• **Short exercise**
Render the records below as a two-column CSV headed request and answer, with one row for each request. Use only the lines starting with the line containing "Point out the green stem" and going on through the line containing "<point>143,127</point>", and put each text and each answer in one quoted field with line breaks turned into spaces.

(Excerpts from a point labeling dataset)
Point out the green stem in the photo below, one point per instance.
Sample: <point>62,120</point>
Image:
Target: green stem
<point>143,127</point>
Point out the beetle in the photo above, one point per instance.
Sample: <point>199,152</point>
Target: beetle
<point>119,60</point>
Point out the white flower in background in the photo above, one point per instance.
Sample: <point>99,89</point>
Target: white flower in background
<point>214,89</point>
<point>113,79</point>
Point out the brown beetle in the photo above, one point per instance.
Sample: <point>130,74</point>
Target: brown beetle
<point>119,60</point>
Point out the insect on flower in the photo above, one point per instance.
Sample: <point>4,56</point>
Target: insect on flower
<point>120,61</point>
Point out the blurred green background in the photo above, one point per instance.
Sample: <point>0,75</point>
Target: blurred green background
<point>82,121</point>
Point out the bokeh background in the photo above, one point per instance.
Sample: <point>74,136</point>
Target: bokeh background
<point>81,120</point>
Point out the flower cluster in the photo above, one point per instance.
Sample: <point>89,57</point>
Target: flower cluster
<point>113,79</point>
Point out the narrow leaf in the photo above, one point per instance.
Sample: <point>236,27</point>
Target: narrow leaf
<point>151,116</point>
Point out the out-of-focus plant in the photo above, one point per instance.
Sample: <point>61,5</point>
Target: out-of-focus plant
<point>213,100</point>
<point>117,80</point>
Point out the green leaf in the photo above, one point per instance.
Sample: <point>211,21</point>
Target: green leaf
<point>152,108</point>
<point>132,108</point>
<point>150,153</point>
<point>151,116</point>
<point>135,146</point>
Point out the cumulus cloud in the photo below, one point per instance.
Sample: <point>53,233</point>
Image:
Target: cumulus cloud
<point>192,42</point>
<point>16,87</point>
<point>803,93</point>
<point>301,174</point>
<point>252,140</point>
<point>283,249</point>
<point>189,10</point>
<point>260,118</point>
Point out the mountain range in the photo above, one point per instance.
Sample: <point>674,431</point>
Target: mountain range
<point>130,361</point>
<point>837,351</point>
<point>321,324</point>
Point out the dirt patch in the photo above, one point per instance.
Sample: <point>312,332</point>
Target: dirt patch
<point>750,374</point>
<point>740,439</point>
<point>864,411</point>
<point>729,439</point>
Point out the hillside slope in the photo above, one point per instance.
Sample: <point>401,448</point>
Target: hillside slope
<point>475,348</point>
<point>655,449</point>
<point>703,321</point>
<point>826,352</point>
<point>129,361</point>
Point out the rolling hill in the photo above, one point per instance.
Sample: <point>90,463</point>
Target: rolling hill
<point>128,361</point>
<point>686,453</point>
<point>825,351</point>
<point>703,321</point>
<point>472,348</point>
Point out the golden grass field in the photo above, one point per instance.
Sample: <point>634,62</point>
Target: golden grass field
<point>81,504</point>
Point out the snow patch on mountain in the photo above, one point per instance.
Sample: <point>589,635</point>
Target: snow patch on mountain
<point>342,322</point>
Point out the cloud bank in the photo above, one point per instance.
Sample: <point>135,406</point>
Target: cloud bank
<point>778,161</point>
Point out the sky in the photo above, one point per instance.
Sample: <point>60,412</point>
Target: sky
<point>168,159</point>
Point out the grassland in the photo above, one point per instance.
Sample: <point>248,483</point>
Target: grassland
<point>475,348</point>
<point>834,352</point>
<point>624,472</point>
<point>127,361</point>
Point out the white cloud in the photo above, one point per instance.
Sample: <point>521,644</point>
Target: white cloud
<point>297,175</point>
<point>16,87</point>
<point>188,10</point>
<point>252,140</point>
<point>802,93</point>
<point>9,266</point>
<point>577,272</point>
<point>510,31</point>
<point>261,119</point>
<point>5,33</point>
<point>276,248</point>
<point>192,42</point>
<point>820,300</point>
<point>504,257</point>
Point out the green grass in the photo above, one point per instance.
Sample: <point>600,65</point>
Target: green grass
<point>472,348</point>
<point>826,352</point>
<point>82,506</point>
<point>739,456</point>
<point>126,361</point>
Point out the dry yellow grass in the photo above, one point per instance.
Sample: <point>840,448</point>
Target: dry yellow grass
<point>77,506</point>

---

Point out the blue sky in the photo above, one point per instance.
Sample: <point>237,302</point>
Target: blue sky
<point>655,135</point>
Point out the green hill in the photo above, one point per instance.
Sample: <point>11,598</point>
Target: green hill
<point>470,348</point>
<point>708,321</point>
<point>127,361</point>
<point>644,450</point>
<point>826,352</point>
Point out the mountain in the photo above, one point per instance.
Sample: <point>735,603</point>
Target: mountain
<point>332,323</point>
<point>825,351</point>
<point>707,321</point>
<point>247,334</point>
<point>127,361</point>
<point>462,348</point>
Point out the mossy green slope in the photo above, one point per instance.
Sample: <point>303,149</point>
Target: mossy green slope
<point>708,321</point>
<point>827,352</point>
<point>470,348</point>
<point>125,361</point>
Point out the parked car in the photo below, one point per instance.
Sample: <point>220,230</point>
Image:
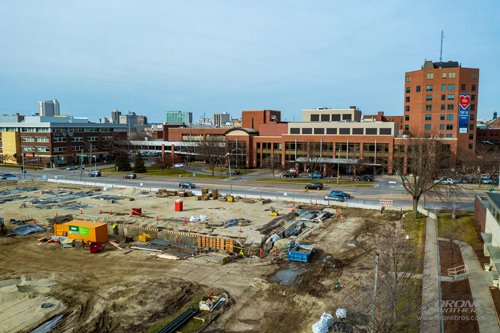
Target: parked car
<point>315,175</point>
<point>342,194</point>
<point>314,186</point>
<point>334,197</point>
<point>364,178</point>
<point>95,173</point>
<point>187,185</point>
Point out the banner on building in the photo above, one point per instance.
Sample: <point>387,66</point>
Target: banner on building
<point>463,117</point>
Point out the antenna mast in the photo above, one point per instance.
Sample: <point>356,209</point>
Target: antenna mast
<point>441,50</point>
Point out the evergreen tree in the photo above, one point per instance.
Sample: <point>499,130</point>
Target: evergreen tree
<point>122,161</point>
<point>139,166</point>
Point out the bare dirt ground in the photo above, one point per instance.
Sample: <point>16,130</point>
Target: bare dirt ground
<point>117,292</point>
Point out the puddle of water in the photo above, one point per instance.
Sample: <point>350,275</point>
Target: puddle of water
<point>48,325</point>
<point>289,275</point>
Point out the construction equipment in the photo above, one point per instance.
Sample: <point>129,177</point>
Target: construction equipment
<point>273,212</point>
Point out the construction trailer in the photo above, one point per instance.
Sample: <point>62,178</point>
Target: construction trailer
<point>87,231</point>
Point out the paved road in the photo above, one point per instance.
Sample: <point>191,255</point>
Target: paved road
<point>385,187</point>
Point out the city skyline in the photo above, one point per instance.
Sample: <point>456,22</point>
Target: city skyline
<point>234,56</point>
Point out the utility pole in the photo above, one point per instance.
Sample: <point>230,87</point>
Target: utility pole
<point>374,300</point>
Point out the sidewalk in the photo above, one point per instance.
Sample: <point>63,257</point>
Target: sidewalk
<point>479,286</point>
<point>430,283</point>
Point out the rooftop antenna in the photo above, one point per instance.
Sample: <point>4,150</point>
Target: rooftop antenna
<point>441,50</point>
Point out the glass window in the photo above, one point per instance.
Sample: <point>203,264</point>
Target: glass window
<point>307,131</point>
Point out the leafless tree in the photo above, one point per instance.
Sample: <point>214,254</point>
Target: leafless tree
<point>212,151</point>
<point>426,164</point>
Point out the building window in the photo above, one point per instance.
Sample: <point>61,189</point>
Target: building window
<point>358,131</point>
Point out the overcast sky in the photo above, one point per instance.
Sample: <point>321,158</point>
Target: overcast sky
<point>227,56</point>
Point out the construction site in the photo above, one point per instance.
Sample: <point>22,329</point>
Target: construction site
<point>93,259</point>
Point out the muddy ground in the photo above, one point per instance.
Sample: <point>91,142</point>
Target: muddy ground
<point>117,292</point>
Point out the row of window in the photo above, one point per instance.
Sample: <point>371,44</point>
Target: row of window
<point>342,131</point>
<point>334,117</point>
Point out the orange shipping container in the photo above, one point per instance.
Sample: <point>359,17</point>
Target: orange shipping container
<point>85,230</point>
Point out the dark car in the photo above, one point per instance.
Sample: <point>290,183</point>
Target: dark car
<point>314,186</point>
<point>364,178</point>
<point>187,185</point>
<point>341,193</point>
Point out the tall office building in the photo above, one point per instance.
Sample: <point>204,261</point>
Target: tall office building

• **Reply**
request,answer
"Point out the green stem in the photo below, one point per instance. Sample: <point>62,120</point> Image: Target: green stem","<point>143,127</point>"